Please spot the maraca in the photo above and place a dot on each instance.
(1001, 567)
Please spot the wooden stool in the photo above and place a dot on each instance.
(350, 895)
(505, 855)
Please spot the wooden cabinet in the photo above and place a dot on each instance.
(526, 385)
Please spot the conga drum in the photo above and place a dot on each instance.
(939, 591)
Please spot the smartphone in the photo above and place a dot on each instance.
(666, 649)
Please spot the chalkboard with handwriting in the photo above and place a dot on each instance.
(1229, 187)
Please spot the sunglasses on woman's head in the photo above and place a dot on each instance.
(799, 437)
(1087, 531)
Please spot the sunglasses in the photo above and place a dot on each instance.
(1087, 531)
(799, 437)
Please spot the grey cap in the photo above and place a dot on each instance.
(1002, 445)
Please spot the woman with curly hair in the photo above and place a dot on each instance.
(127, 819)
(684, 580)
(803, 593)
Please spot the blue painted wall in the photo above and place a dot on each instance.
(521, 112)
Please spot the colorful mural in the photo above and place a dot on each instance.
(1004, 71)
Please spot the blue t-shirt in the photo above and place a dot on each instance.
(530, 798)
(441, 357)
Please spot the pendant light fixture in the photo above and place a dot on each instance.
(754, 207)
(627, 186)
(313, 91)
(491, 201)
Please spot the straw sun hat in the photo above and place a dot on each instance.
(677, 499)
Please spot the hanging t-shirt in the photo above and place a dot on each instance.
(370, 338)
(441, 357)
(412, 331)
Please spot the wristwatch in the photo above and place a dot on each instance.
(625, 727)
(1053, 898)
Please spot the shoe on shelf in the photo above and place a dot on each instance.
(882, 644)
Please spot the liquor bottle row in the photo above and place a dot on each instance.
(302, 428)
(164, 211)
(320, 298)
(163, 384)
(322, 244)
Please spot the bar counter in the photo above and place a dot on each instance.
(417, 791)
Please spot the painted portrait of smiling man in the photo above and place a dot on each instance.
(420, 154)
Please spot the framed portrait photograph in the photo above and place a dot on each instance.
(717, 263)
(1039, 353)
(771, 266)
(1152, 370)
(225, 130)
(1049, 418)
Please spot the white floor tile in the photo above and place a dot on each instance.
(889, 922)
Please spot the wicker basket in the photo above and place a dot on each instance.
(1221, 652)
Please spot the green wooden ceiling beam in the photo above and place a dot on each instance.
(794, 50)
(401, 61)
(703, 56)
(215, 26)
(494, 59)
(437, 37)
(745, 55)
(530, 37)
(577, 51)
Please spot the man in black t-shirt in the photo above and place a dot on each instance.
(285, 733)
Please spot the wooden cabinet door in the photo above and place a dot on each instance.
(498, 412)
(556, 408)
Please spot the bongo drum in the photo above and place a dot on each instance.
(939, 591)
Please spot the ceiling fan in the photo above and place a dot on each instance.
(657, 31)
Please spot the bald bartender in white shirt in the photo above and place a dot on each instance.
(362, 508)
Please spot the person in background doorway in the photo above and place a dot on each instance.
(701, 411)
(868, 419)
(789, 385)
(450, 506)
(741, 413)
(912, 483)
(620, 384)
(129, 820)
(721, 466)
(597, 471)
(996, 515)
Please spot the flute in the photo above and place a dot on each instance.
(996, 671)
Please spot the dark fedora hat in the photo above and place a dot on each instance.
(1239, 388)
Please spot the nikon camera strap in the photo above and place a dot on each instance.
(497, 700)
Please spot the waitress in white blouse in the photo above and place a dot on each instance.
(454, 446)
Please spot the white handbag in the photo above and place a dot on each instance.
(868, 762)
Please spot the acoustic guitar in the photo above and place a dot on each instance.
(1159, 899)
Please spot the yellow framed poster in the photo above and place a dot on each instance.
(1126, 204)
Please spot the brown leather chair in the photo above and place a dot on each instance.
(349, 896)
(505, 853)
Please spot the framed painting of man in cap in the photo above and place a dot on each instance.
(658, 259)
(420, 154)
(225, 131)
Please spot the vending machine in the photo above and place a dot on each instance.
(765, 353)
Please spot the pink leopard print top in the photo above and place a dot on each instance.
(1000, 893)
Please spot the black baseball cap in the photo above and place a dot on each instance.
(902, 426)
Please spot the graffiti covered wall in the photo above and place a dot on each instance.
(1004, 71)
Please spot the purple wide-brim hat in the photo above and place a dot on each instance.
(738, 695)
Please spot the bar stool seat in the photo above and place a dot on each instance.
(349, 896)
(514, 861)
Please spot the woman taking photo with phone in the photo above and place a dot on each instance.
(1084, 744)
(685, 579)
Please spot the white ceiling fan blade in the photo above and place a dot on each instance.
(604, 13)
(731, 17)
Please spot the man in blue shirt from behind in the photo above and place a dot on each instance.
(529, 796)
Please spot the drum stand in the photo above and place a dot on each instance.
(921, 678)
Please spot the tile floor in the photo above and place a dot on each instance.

WHAT TO DO
Each line of the listing should be copied exactly.

OUTPUT OF THE TASK
Please spot the maraca in the photo above and place a dot on each instance.
(1001, 567)
Please spot the wooden stool in the photo above and place a dot on each instance.
(350, 895)
(505, 855)
Please spot the wooden cabinet in the photo above and place a dot on each instance.
(526, 385)
Please spot the conga drum in the photo above and place a dot on each instance.
(939, 591)
Please spot the smartphone in the photo above and place a dot on each instance.
(666, 649)
Please spot the chalkboard with handwriting in the photo above and place a dot on each instance.
(1229, 187)
Please spot the sunglasses on woman's head in the photo above and place a dot on each instance.
(799, 437)
(1087, 531)
Please spot the sunglasses in the photo above and place a dot on each instance.
(1087, 531)
(799, 437)
Please spot the grey cap in the photo above and place a dot on each instance.
(1002, 445)
Please spot the woman with curly hair in the photo above and place a dot on each instance.
(127, 819)
(684, 580)
(803, 593)
Please spot the blue painted wall in the photo above and place a dot on each instance.
(521, 112)
Please spot the colorful mural in the photo above and place a dot on each instance.
(1004, 71)
Please spot the blue t-shirt in the photo above and place a dot on each instance.
(530, 798)
(441, 357)
Please spot the pendant light fixture in the photo above and place a dot on each instance.
(754, 207)
(627, 186)
(313, 91)
(491, 201)
Please spot the straw sun hat in the photo above and place a dot on each instance.
(677, 499)
Please spot the hanging t-shirt in the photo above and place a dot on each instance.
(370, 338)
(441, 357)
(412, 331)
Please spot the wristwatch in the photo above and place a dot on each instance.
(625, 727)
(1053, 898)
Please spot the shoe on shelf in the photo above and place a dot on each instance.
(882, 644)
Please spot the liquor bottle row in the photo above and place a dot on each instance.
(302, 428)
(164, 211)
(320, 298)
(163, 384)
(322, 244)
Please spot the bar counter in the photo above and place a dot on each instance.
(417, 791)
Please spot the painted portrait of smiling man in the photo above and place a dot on each instance.
(420, 154)
Please spot the framed portrait photograph in the photo above and place a dot on each instance.
(717, 263)
(1039, 353)
(771, 266)
(1152, 370)
(225, 130)
(1049, 418)
Please spot the white floor tile in the photo above and place a dot on each instance.
(889, 922)
Please spot the wicker basket in the photo above and place a dot on each instance.
(1221, 652)
Please spot the green wooden ceiling beam in the photo above and place a dot on each instance.
(794, 50)
(401, 61)
(703, 56)
(215, 26)
(494, 59)
(437, 37)
(745, 55)
(530, 37)
(577, 51)
Please spot the man in black t-shirt in the photo above and place a dot on each instance.
(285, 733)
Please spot the wooden cabinet door in the photo above and place a dot on each instance.
(498, 412)
(556, 408)
Please spot the bongo drum in the photo above and place a dot on each instance.
(939, 591)
Please spot the ceiling fan in the photo above and place a dot on each instance.
(657, 31)
Please spot the bald bartender in white shirt in the photo above and place a dot on each instance.
(362, 508)
Please spot the person in background doorway in the photo above and place a dot on each instance.
(701, 411)
(868, 419)
(789, 385)
(450, 506)
(741, 413)
(912, 483)
(620, 384)
(129, 820)
(721, 466)
(597, 471)
(996, 515)
Please spot the flute in the photo above and place a dot on each instance.
(996, 671)
Please spot the dark fedora hat in the photo above and place a dot on each instance.
(1239, 388)
Please spot the nikon camera strap in the photo above and place a dot on each instance.
(497, 700)
Please spot the waitress in white blouse in the photo above and place a dot on each instance.
(454, 446)
Please spot the white handbag in the photo above and place a dot on each instance.
(868, 762)
Please spot the acoustic guitar in the photo above and place a dot on each instance.
(1159, 899)
Please spot the yellow framed poster in the photo above and place a dot on each instance.
(1126, 204)
Please spot the brown leather chair in the photo above and place a dot on each instance.
(349, 896)
(505, 853)
Please spot the framed painting of man in cap in the photo above and place a dot on each instance.
(658, 259)
(420, 154)
(225, 131)
Please spot the vending machine in the photo above and place a dot on each instance.
(765, 353)
Please spot the pink leopard print top in the photo above and place a dot on each instance.
(1000, 893)
Please spot the black baseball cap in the photo above and place a dot on each instance.
(902, 426)
Please spot the graffiti covered wall in the photo above and place a dot on each instance.
(1004, 71)
Please spot the purple wide-brim hat in the photo above and place a dot on each instance.
(738, 695)
Please spot the bar stool seat in the photo above and place a dot on each instance.
(349, 896)
(514, 861)
Please spot the woman taking photo with phone in the photo above and place a dot on each instance.
(1084, 744)
(685, 579)
Please spot the white ceiling fan blade in the photo above and place a dot on each instance.
(604, 13)
(731, 17)
Please spot the man in blue shirt from behind in the photo above and place a dot on each instance.
(529, 796)
Please spot the drum stand in the photo above and place a dot on each instance.
(921, 678)
Please spot the tile floor in the photo above and place a dot on each instance.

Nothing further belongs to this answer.